THE EXERCISE:
Reproduce the portfolio review minutes below word for word, in full.

GIVEN TEXT:

Ms. Lynkiewicz agreed. She explained that many companies had imported large inventories ahead of the tariffs, which delayed their effect. She noted that because some tariffs were staggered or postponed, their impacts had not yet fully surfaced in inflation data. She stated that the Federal Reserve remained hesitant to cut interest rates until it was certain tariffs would
not trigger renewed inflationary pressure.
Turning to the City’s portfolio, Ms. Lynkiewicz presented the consolidated overview. She reported that of the more than $400 million in City investment funds, Chandler Asset Management manages approximately $272 million, with the balance managed by City staff through LAIF, CAMP, and bank accounts. She reported that the portfolio grew from just under
$400 million to nearly $415 million, an increase of approximately $16 million reflecting both income earnings and cash flows.

PROVIDED DATA:

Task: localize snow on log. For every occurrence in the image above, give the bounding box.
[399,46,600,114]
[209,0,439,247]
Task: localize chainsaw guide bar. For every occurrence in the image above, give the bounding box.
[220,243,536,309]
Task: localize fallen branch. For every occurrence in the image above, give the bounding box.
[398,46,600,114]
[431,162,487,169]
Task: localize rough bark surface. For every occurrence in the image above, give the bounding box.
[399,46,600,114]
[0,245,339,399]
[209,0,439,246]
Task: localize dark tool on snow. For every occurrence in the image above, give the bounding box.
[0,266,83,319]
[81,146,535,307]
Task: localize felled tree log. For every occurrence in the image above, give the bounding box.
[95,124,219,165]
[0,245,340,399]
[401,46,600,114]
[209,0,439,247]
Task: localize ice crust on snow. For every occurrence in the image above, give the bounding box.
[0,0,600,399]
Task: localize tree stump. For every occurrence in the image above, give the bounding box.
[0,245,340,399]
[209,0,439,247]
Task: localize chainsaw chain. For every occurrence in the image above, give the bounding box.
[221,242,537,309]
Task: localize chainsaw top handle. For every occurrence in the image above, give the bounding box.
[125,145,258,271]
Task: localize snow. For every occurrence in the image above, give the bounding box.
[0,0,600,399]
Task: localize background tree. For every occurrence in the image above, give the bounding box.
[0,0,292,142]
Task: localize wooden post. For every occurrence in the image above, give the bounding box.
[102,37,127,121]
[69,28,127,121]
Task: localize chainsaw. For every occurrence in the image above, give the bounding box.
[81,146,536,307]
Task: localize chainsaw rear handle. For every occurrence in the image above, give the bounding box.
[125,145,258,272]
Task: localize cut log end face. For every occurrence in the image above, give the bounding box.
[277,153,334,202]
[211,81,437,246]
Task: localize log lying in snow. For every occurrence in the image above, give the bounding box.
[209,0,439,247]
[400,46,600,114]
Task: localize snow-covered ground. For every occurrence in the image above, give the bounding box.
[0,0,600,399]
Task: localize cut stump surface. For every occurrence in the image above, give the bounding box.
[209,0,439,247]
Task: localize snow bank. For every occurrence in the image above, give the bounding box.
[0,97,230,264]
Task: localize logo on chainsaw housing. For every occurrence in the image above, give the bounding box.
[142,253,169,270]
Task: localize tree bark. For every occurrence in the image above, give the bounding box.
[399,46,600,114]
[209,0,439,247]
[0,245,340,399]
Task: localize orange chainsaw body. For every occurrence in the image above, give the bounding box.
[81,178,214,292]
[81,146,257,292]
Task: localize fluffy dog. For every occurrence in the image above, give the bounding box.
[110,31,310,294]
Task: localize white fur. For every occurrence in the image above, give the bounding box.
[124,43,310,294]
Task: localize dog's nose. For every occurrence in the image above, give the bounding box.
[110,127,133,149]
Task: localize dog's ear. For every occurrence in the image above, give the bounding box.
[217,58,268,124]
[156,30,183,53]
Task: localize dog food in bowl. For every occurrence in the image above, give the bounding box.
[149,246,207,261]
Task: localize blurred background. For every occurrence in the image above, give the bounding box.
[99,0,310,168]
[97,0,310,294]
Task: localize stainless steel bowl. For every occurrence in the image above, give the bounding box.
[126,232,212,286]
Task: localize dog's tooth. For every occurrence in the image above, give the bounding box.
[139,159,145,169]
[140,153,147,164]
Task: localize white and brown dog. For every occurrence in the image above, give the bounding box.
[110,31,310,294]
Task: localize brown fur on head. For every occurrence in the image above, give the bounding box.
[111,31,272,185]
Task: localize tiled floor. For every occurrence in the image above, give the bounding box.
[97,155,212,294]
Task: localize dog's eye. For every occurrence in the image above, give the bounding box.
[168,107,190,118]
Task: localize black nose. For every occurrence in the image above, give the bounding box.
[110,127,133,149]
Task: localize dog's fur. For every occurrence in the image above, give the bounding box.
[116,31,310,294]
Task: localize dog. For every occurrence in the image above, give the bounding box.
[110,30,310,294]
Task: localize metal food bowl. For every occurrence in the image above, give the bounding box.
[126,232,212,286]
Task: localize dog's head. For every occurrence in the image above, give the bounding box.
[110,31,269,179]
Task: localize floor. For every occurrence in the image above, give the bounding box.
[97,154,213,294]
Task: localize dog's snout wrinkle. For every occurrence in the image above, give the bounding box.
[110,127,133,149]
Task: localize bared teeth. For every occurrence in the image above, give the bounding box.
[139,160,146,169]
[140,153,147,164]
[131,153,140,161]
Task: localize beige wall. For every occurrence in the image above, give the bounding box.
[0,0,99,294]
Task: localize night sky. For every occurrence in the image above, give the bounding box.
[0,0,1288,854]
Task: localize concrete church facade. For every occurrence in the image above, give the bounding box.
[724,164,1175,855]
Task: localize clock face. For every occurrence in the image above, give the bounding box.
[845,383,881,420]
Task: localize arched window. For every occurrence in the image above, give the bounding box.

COMPLETE RESPONSE:
Ms. Lynkiewicz agreed. She explained that many companies had imported large inventories ahead of the tariffs, which delayed their effect. She noted that because some tariffs were staggered or postponed, their impacts had not yet fully surfaced in inflation data. She stated that the Federal Reserve remained hesitant to cut interest rates until it was certain tariffs would
not trigger renewed inflationary pressure.
Turning to the City’s portfolio, Ms. Lynkiewicz presented the consolidated overview. She reported that of the more than $400 million in City investment funds, Chandler Asset Management manages approximately $272 million, with the balance managed by City staff through LAIF, CAMP, and bank accounts. She reported that the portfolio grew from just under
$400 million to nearly $415 million, an increase of approximately $16 million reflecting both income earnings and cash flows.